What the task asks
Can you print the full account of the oncology clinic visit, word for word?

(Text provided begins)

Patrick accompanied me to the oncology clinic to follow-up on the pathology report from the lung wedge surgery I had done only five days prior. We were taken to an exam room where the doctor sat across from us as she delivered the news. "I'm so sorry," she said, which is all she needed to say. She then began to read from the pathology report itself. I've reproduced a portion of it below:
A. LUNG, RIGHT MIDDLE LOBE, WEDGE BIOPSY
--- BENIGN LUNG PARENCHYMA WITH SMALL INTRAPARENCHYMAL LYMPH NODE
--- NO MALIGNANCY IDENTIFIED
B. LUNG, RIGHT LOWER LOBE, WEDGE BIOPSY
--- METASTATIC ADENOCARCINOMA CONSISTENT WITH COLORECTAL PRIMARY, SEE COMMENT
--- MAXIMUM LINEAR DIMENSION OF CARCINOMA: 1.5 CM
--- INKED STAPLED SURGICAL MARGIN IS POSITIVE FOR ADENOCARCINOMA
The sections reveal a lung parenchyma infiltrated by adenocarcinoma.

(Text provided ends)
(Listed entries begins)

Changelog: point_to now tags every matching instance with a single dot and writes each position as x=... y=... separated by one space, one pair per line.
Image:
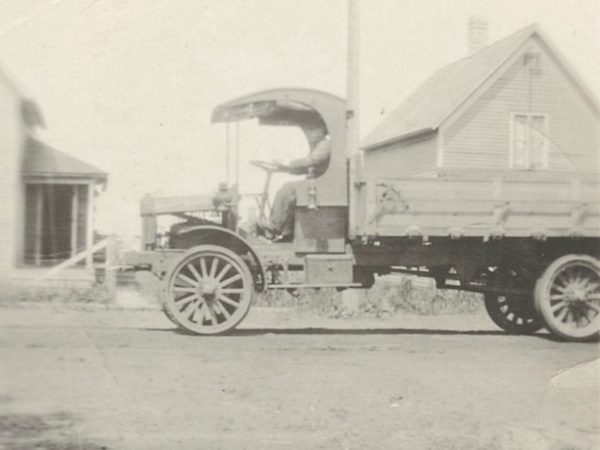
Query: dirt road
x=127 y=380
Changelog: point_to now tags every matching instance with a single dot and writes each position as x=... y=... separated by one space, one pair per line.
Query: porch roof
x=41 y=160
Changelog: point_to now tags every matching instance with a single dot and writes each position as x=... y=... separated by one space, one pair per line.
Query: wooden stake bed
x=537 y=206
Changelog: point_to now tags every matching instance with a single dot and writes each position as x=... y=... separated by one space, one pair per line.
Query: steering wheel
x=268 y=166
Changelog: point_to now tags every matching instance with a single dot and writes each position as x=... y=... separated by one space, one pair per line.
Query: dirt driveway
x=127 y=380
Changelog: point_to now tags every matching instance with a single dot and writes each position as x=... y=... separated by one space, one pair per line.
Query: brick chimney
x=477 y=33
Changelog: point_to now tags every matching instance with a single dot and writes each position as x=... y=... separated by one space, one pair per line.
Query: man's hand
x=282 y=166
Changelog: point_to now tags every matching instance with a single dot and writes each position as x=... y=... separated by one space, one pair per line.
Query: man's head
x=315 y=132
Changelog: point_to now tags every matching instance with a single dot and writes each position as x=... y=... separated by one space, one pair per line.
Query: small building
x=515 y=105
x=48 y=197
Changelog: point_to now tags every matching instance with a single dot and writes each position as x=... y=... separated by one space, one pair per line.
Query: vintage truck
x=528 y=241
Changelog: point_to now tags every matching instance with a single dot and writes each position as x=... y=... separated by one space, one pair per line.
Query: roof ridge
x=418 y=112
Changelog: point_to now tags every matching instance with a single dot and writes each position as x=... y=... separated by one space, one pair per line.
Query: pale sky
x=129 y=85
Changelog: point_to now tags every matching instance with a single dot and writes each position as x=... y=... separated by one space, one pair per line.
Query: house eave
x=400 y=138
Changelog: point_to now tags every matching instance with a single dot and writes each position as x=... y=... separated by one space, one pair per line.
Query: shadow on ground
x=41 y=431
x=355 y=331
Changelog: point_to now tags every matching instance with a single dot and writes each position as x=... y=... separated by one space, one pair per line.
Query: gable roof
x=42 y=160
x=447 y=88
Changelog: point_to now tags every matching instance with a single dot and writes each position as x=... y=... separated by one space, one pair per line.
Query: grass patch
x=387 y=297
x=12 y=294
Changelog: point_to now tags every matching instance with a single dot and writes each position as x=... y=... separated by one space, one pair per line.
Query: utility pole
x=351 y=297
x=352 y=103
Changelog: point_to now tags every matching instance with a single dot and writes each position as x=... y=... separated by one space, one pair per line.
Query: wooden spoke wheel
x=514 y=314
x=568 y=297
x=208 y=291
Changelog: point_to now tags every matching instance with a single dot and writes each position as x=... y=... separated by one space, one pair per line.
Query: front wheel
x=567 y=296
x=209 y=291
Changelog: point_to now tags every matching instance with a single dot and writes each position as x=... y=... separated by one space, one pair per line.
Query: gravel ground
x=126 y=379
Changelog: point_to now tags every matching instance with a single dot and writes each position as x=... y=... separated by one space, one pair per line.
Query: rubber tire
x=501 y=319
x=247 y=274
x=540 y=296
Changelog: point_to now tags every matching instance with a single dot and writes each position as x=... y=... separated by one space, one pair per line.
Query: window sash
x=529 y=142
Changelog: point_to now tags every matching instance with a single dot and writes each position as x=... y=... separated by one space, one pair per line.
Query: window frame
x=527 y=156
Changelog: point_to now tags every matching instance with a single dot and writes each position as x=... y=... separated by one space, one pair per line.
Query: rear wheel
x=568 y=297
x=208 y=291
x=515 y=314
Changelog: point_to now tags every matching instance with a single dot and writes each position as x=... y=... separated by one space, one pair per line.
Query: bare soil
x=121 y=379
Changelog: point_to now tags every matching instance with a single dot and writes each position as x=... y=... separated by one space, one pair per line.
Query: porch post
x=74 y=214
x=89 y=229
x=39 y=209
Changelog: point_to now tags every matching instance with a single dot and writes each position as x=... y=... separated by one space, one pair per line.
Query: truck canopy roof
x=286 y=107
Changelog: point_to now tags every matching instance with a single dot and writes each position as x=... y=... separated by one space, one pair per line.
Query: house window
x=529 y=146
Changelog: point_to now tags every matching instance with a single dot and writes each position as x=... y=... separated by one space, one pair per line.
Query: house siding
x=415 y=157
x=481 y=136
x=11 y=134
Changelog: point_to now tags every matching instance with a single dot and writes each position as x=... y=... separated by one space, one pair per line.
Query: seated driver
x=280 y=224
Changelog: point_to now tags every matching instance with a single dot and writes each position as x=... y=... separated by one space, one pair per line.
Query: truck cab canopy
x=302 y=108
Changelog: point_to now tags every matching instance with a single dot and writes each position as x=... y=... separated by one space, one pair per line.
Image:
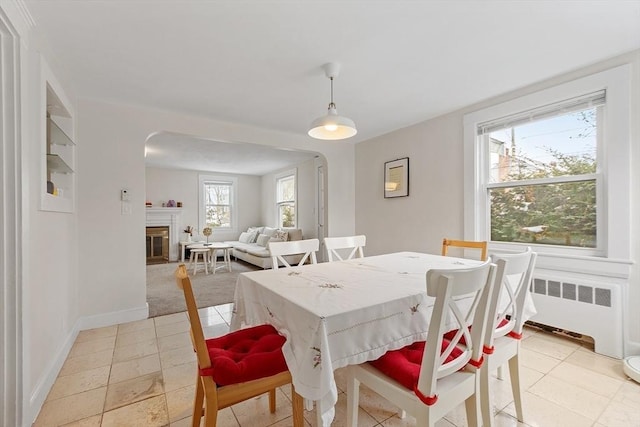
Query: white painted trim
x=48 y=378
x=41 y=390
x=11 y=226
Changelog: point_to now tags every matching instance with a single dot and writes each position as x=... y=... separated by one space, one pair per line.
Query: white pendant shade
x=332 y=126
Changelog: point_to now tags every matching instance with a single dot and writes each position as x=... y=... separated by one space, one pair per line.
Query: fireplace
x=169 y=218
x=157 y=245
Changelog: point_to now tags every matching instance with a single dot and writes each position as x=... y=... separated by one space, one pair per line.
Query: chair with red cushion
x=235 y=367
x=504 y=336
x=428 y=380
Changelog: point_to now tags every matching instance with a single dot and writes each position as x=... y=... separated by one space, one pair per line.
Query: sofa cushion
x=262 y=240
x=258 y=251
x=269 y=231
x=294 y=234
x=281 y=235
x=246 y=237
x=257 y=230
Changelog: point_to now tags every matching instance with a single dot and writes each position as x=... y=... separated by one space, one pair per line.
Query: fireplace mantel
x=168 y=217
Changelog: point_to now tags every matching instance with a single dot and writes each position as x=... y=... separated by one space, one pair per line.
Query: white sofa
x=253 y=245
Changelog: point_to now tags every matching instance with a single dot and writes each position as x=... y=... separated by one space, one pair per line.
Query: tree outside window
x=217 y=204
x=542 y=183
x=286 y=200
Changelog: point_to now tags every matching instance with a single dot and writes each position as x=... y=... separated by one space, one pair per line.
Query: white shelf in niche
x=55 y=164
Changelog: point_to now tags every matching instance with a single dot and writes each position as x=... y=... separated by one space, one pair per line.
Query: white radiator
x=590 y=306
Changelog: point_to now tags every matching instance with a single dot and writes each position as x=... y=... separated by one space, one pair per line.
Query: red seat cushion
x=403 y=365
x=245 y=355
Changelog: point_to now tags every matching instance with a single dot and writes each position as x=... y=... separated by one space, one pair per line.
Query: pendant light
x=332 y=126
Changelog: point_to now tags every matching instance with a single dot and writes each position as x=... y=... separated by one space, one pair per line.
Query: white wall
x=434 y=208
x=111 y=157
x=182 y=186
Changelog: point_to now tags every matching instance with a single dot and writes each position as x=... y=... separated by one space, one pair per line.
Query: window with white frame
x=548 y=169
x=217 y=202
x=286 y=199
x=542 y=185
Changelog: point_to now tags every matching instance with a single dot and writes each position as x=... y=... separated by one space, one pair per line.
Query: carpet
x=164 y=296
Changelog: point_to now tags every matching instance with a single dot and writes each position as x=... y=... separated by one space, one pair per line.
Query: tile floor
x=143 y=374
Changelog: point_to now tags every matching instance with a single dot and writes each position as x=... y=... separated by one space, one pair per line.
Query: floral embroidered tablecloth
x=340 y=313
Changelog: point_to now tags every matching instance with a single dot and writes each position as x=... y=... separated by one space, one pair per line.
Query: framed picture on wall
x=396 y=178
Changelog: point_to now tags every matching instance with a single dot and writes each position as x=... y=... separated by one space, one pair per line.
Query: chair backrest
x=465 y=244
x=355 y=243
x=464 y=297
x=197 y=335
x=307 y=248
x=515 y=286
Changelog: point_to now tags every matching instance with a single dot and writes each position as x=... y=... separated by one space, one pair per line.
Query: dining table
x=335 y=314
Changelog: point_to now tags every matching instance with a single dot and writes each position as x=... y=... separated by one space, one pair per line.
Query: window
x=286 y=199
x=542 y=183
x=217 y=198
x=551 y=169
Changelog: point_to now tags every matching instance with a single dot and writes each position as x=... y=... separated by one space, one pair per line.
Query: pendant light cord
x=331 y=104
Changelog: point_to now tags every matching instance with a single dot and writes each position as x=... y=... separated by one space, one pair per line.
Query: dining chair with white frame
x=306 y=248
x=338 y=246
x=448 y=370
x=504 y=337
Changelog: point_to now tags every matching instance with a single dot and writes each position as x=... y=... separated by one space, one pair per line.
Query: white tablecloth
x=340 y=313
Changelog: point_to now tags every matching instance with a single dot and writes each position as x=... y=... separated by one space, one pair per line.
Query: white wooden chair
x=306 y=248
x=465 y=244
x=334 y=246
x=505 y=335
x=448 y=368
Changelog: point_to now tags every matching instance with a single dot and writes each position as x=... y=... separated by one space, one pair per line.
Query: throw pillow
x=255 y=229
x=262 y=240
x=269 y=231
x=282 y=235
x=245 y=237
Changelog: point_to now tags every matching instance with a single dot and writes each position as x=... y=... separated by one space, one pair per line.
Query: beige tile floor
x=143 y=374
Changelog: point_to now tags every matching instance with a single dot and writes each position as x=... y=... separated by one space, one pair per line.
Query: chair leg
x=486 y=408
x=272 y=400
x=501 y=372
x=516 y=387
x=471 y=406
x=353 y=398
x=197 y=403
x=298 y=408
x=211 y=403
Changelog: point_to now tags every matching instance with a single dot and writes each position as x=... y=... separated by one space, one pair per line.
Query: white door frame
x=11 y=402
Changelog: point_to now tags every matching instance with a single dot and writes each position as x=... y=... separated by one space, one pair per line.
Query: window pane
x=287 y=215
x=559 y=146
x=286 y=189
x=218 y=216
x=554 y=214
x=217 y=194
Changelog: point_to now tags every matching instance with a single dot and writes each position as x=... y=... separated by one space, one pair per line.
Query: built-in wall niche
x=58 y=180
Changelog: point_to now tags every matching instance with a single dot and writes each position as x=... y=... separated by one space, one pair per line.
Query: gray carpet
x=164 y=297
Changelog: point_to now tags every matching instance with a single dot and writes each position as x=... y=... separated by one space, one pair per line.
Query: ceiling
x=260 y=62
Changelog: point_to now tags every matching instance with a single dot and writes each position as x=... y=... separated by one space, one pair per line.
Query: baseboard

(Listed entries ends)

Finished task
Patrick accompanied me to the oncology clinic to follow-up on the pathology report from the lung wedge surgery I had done only five days prior. We were taken to an exam room where the doctor sat across from us as she delivered the news. "I'm so sorry," she said, which is all she needed to say. She then began to read from the pathology report itself. I've reproduced a portion of it below:
A. LUNG, RIGHT MIDDLE LOBE, WEDGE BIOPSY
--- BENIGN LUNG PARENCHYMA WITH SMALL INTRAPARENCHYMAL LYMPH NODE
--- NO MALIGNANCY IDENTIFIED
B. LUNG, RIGHT LOWER LOBE, WEDGE BIOPSY
--- METASTATIC ADENOCARCINOMA CONSISTENT WITH COLORECTAL PRIMARY, SEE COMMENT
--- MAXIMUM LINEAR DIMENSION OF CARCINOMA: 1.5 CM
--- INKED STAPLED SURGICAL MARGIN IS POSITIVE FOR ADENOCARCINOMA
The sections reveal a lung parenchyma infiltrated by adenocarcinoma.